→ Task brief
Your job with the data below is to output exactly the lines from the one holding "Target: ornate lamp post" down to the one holding "Where can the white building", both included, and no others.

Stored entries
★ ★ ★ ★ ★ ★ ★

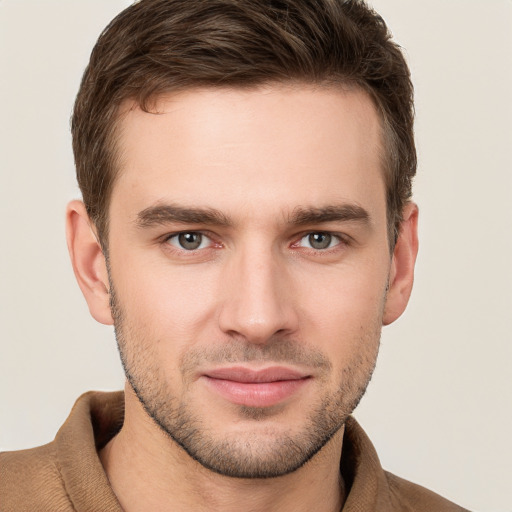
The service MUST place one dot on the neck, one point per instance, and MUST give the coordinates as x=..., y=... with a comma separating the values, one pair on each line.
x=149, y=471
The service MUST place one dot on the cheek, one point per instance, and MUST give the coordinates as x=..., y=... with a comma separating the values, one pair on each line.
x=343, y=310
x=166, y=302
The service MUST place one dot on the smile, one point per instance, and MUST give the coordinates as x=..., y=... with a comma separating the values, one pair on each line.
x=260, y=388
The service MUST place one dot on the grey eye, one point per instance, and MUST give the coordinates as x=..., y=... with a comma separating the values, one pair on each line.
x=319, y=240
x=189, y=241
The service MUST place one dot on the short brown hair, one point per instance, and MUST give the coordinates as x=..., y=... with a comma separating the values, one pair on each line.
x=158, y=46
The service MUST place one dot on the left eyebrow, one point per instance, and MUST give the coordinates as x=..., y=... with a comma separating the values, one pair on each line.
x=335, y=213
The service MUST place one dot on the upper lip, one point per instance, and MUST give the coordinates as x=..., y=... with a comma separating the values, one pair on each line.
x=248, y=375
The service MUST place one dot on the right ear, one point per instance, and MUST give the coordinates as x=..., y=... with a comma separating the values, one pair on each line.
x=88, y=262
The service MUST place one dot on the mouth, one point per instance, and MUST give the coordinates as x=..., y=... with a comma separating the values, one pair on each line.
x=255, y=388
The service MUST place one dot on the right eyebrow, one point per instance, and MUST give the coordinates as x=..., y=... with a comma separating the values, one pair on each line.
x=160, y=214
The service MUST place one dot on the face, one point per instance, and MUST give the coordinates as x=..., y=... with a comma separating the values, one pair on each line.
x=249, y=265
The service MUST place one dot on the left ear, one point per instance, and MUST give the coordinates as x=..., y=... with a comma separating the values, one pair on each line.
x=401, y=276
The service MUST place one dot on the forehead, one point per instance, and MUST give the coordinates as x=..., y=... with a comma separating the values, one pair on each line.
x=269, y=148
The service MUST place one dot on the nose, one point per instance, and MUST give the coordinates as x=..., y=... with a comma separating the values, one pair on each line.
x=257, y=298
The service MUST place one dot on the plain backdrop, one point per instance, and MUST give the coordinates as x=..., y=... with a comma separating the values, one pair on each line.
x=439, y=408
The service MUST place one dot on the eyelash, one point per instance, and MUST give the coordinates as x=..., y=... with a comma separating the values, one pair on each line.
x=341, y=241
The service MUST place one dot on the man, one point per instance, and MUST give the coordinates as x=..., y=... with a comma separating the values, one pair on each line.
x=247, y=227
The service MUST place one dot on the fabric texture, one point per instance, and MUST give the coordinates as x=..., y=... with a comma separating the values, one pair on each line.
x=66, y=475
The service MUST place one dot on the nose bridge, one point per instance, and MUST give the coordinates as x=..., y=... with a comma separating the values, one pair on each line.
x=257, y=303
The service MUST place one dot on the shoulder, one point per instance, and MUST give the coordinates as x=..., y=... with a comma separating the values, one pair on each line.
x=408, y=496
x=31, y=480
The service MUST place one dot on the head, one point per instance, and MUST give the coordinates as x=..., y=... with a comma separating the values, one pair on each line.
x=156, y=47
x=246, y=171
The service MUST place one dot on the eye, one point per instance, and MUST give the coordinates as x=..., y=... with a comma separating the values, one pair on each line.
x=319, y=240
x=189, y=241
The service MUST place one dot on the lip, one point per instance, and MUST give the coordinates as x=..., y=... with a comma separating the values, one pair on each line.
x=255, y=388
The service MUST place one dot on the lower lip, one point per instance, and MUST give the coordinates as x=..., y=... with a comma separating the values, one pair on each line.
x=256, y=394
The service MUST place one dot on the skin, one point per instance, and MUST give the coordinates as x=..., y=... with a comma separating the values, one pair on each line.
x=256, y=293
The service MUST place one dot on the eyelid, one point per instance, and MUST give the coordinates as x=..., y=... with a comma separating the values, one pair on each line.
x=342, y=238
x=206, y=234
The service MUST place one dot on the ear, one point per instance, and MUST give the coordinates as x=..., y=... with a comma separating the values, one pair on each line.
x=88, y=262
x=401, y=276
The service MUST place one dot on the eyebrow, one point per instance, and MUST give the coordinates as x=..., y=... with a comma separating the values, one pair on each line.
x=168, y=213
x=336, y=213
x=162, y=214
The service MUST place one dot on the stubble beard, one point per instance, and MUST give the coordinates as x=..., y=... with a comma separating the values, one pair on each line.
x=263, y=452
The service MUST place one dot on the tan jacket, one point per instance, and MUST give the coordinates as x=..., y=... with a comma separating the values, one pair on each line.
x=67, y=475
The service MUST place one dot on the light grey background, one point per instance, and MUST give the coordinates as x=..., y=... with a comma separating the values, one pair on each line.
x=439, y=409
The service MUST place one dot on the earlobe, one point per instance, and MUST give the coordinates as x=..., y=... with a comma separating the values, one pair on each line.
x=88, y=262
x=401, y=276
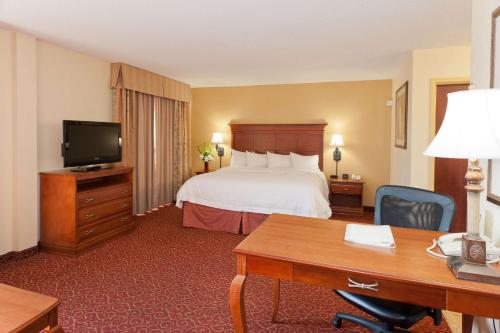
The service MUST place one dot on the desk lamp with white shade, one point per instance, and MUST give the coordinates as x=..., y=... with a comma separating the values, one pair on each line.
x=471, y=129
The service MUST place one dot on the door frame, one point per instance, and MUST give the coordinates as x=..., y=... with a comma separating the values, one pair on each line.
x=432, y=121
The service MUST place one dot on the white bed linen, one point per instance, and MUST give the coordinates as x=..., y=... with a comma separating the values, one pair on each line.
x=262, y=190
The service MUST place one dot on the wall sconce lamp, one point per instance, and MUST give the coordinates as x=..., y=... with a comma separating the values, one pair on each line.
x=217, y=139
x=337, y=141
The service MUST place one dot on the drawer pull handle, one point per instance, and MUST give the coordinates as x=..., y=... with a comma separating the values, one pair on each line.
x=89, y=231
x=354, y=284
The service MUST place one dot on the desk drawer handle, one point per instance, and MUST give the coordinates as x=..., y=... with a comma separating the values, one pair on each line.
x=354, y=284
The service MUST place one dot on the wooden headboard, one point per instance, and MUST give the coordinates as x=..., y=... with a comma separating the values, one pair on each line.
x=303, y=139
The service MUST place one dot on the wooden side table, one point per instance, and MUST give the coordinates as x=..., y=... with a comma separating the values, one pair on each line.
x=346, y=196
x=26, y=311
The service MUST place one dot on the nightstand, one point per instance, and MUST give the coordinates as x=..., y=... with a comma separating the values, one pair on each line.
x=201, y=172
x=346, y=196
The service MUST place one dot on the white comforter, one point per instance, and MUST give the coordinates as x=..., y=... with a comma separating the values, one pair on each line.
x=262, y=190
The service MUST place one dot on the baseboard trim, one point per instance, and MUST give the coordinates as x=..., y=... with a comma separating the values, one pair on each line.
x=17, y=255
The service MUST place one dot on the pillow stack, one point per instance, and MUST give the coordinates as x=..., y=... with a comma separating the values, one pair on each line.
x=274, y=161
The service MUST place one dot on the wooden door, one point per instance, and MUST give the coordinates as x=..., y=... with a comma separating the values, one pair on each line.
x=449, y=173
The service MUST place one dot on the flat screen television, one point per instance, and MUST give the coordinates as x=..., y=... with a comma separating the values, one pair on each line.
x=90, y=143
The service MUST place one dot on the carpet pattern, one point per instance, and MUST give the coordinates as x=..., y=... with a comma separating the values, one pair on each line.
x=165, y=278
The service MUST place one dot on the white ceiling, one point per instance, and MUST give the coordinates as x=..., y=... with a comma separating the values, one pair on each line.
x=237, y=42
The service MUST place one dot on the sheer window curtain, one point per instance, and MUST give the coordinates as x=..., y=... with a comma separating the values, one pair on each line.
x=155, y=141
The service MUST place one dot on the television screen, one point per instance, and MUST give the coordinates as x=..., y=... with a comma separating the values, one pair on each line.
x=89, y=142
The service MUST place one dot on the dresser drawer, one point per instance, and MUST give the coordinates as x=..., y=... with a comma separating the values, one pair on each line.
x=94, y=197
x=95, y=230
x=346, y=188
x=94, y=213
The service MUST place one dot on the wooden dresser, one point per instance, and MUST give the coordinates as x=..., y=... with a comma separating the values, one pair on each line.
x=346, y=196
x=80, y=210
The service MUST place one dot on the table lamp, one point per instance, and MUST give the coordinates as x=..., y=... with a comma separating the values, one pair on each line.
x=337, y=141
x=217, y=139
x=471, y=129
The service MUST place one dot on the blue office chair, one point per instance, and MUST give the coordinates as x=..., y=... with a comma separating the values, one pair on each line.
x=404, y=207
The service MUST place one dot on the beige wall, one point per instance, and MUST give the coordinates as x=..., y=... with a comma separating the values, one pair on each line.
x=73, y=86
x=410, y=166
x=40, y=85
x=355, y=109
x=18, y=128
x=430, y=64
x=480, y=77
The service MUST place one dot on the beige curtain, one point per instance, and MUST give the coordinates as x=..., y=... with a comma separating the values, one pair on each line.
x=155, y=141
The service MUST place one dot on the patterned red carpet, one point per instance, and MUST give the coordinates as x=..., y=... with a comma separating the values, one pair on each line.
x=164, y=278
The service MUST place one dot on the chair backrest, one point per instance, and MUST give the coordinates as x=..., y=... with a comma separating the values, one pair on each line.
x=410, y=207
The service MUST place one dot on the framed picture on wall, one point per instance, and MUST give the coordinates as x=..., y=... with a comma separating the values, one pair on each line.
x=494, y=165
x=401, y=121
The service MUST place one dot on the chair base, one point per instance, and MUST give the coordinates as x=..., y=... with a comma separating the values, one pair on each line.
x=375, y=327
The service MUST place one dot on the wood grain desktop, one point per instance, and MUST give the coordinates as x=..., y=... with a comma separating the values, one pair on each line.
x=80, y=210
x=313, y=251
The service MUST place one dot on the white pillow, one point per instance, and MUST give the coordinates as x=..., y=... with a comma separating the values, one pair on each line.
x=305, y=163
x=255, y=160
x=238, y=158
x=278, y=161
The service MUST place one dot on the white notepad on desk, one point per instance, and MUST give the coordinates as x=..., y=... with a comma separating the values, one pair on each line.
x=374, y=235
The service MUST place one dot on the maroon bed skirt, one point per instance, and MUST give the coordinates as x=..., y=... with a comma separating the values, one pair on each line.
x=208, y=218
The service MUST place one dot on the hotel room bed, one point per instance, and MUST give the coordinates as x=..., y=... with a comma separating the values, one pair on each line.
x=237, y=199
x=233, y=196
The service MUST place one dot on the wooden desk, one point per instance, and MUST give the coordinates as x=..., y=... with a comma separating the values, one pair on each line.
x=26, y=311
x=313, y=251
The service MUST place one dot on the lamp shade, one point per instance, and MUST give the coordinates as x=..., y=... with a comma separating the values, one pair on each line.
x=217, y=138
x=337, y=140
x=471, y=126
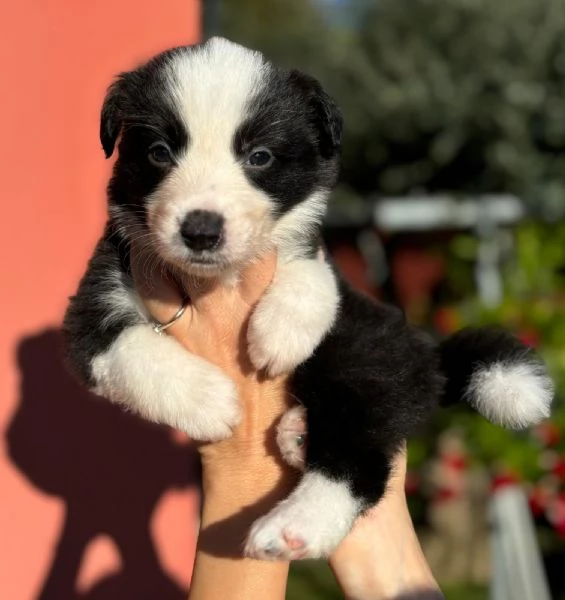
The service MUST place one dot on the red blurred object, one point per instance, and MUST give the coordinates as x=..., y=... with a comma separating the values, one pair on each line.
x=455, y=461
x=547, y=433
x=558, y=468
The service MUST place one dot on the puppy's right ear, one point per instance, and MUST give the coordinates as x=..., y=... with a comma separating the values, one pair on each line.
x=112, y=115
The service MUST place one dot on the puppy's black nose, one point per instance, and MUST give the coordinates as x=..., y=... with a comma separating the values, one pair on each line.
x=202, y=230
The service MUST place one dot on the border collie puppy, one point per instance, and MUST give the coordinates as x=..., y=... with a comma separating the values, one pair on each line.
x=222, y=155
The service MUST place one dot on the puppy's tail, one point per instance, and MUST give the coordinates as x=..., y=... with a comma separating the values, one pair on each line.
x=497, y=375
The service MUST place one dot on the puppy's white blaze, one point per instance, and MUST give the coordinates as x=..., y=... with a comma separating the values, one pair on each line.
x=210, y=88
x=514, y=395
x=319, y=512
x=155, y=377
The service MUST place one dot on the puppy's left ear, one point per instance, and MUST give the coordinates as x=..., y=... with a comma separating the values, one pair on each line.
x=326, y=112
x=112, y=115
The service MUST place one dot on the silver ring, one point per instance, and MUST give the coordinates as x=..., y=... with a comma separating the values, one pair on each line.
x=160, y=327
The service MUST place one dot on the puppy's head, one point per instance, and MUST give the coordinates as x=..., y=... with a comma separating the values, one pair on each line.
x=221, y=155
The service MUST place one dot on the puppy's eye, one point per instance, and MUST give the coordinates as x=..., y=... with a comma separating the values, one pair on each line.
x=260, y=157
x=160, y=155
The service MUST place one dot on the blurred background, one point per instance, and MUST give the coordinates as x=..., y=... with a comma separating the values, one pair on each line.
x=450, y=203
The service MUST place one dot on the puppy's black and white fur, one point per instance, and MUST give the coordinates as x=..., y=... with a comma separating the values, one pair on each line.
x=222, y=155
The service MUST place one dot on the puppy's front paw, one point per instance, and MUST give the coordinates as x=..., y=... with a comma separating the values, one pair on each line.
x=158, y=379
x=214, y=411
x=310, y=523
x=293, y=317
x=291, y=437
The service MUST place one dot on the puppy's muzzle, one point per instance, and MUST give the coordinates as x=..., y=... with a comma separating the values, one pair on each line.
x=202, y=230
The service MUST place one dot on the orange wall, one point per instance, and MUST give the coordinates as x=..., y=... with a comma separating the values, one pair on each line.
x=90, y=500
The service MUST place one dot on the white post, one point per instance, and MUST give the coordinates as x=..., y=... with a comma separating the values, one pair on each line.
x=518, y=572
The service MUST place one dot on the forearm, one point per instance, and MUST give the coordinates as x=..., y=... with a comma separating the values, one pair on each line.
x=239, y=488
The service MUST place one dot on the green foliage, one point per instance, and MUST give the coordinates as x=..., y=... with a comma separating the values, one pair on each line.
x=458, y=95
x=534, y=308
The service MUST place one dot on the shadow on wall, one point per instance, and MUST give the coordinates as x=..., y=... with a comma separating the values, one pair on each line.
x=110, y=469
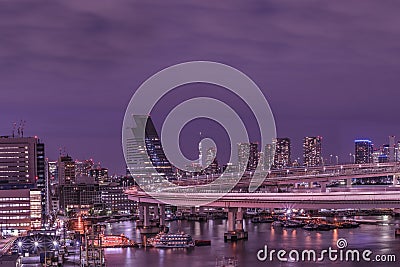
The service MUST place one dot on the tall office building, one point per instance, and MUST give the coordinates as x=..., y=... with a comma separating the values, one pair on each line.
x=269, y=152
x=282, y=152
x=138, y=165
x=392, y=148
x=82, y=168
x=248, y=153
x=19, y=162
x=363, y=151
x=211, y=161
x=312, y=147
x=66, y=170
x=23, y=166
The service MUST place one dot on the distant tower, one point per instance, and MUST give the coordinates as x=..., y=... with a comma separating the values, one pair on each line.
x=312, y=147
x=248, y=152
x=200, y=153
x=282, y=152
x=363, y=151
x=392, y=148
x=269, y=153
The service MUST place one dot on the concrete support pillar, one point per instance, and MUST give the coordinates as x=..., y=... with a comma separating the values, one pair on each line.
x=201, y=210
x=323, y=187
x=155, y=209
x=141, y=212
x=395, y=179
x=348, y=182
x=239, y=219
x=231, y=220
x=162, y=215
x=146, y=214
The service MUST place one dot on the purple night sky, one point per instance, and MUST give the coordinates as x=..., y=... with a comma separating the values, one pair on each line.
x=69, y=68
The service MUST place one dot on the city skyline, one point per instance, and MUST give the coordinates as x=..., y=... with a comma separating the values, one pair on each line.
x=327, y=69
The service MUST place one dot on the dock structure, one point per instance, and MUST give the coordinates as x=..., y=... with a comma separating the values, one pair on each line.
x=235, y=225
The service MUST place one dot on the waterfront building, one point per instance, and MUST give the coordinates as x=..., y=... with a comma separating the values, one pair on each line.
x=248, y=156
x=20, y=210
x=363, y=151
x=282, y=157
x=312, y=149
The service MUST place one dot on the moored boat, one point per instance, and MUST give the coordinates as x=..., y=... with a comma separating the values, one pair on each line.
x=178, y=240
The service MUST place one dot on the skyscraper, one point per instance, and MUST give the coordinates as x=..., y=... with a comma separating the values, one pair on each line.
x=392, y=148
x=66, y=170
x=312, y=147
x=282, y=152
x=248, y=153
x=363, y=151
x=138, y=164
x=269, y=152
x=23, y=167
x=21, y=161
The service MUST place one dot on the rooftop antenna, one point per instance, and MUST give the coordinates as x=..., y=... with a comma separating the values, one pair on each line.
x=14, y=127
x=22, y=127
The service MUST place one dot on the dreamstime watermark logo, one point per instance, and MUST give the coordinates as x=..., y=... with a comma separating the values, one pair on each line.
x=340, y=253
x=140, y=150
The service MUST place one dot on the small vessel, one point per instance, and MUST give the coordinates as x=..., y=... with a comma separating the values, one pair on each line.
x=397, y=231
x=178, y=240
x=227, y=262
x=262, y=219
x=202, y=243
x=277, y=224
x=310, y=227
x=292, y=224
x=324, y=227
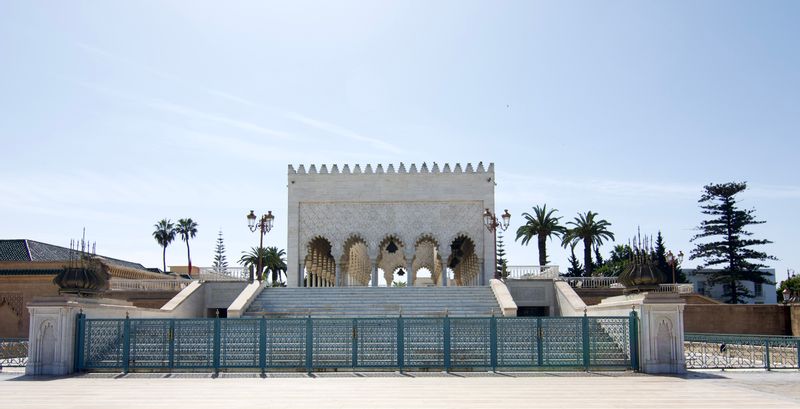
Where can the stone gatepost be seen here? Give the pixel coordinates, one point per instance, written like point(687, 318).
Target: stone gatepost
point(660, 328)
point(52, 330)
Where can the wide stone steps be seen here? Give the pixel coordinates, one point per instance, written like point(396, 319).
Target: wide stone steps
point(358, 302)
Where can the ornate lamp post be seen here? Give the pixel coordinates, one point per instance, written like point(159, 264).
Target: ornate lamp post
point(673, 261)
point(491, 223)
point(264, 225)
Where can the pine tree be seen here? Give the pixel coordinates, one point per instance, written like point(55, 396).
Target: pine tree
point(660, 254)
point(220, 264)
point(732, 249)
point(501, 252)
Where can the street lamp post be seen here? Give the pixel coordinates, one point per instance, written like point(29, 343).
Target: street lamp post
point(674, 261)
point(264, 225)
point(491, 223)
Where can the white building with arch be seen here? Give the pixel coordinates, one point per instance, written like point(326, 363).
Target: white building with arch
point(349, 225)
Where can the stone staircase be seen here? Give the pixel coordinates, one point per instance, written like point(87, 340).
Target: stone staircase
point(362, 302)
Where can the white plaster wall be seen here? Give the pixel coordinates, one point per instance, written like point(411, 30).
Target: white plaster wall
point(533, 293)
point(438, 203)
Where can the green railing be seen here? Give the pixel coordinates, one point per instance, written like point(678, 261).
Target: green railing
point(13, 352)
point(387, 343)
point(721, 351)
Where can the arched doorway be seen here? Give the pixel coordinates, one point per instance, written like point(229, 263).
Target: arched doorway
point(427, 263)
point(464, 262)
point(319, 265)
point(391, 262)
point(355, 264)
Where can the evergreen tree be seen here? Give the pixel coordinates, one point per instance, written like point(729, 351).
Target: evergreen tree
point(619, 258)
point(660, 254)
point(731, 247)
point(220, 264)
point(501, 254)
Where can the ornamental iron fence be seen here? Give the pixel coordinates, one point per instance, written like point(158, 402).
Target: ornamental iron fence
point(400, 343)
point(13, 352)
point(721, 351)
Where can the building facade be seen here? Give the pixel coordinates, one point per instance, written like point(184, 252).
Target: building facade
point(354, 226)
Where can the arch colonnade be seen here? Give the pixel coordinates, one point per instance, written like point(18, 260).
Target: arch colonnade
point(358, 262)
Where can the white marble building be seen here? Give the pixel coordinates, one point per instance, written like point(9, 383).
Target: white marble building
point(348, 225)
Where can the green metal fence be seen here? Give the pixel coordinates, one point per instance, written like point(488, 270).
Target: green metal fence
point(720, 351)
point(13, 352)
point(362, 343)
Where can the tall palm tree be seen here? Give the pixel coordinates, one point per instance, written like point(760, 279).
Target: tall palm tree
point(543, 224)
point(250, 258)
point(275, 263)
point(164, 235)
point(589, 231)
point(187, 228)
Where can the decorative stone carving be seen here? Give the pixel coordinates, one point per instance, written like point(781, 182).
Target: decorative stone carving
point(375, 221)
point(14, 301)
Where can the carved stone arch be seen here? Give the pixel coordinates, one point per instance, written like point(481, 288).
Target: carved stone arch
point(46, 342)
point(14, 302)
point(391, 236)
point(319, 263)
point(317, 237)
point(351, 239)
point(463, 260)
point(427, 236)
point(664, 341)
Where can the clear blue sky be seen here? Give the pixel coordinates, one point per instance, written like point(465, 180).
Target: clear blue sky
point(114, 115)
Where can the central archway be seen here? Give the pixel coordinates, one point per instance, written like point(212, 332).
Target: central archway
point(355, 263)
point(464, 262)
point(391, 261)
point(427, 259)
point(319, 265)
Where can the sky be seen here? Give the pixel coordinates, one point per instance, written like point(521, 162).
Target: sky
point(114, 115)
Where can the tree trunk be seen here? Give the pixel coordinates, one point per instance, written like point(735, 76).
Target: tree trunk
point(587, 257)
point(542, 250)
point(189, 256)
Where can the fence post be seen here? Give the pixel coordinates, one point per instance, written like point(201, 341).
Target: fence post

★ ★ ★ ★ ★ ★ ★

→ Response area
Target: ornate lamp post
point(673, 261)
point(491, 223)
point(264, 225)
Where can the pine tree be seen here? Give the pixel coordinates, one point per instance, written like point(55, 396).
Target: pine tree
point(660, 254)
point(220, 264)
point(732, 249)
point(501, 252)
Where can the street lamp post be seen here? Give the pixel coordinates, one point per instance, written like point(29, 343).
Target: street lamp post
point(674, 261)
point(264, 225)
point(491, 223)
Where can the white building with arch be seen here? Give the pixel coordinates, one point per instance, written like point(326, 363).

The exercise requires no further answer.